--- START OF EXCERPTED RECORDS ---
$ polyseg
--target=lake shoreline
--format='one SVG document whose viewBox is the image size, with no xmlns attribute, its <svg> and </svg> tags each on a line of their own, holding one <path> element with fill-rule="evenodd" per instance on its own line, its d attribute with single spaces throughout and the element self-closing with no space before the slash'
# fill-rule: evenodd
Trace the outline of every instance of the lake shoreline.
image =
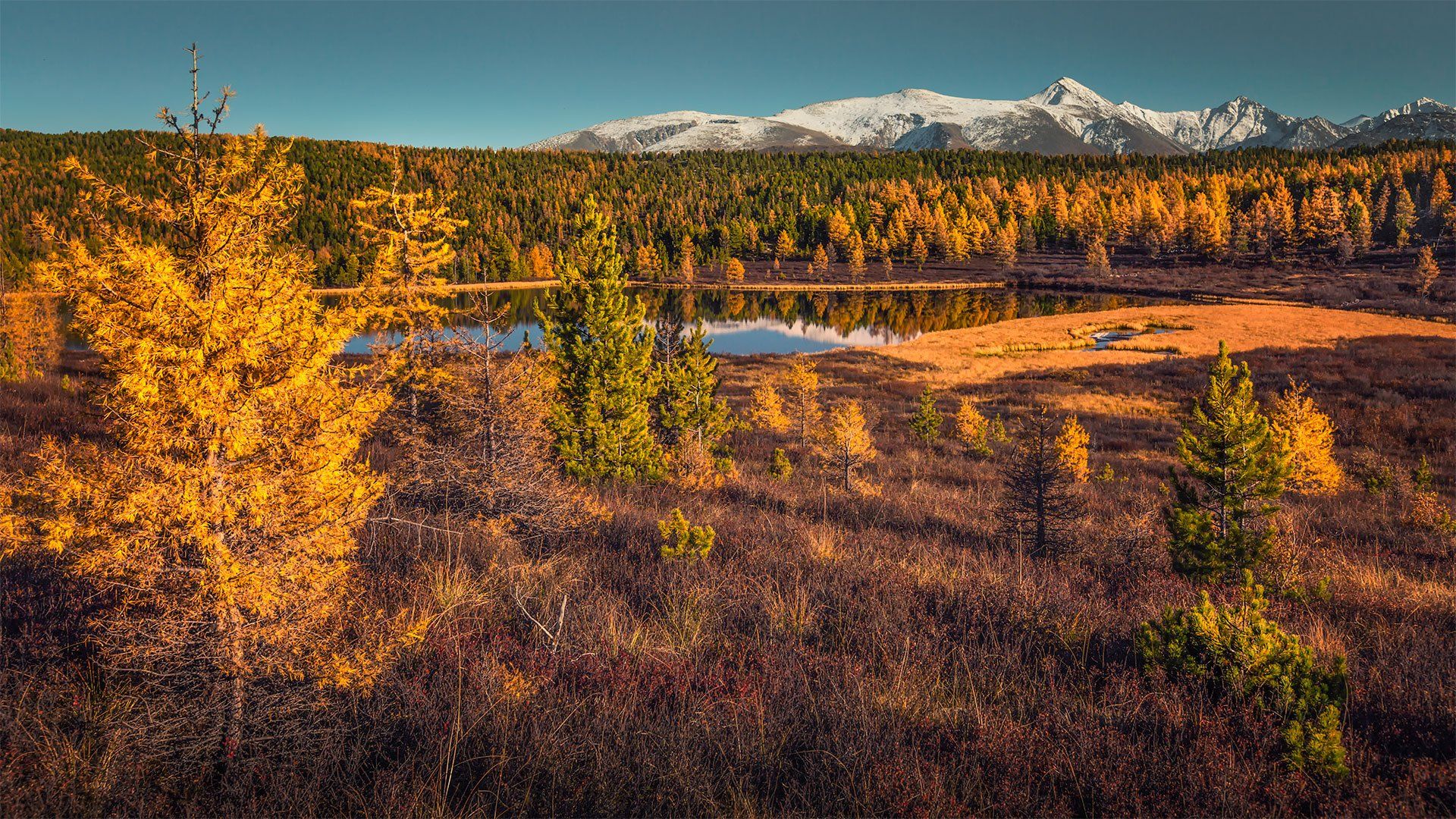
<svg viewBox="0 0 1456 819">
<path fill-rule="evenodd" d="M 798 281 L 646 281 L 628 280 L 628 287 L 654 287 L 658 290 L 731 290 L 745 293 L 879 293 L 885 290 L 993 290 L 1010 287 L 1009 281 L 865 281 L 865 283 L 798 283 Z M 526 281 L 476 281 L 473 284 L 446 284 L 444 293 L 496 293 L 505 290 L 546 290 L 561 287 L 556 278 L 533 278 Z M 349 296 L 363 293 L 363 287 L 314 287 L 319 296 Z"/>
</svg>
--- END OF EXCERPTED RECORDS ---
> AIM:
Rewrite the lines above with "shoreline" replaced by "edge" and everything else left as it is. Leave the pictures out.

> REPLY:
$ polyseg
--target=lake edge
--format='one SVG document whose viewBox is the image size, with no xmlns attribute, its <svg> and </svg> tags each on a line of their own, holding one <path> element with fill-rule="evenodd" per instance on its own line, its d attribute with single spaces throughout and the element self-closing with no space before the slash'
# fill-rule: evenodd
Trace the outline of every instance of the lake edge.
image =
<svg viewBox="0 0 1456 819">
<path fill-rule="evenodd" d="M 798 281 L 646 281 L 628 280 L 628 287 L 654 287 L 658 290 L 731 290 L 745 293 L 879 293 L 885 290 L 993 290 L 1010 287 L 1009 281 L 865 281 L 865 283 L 798 283 Z M 526 281 L 476 281 L 473 284 L 446 284 L 444 293 L 496 293 L 505 290 L 546 290 L 561 287 L 556 278 L 533 278 Z M 349 296 L 363 293 L 363 287 L 314 287 L 319 296 Z"/>
</svg>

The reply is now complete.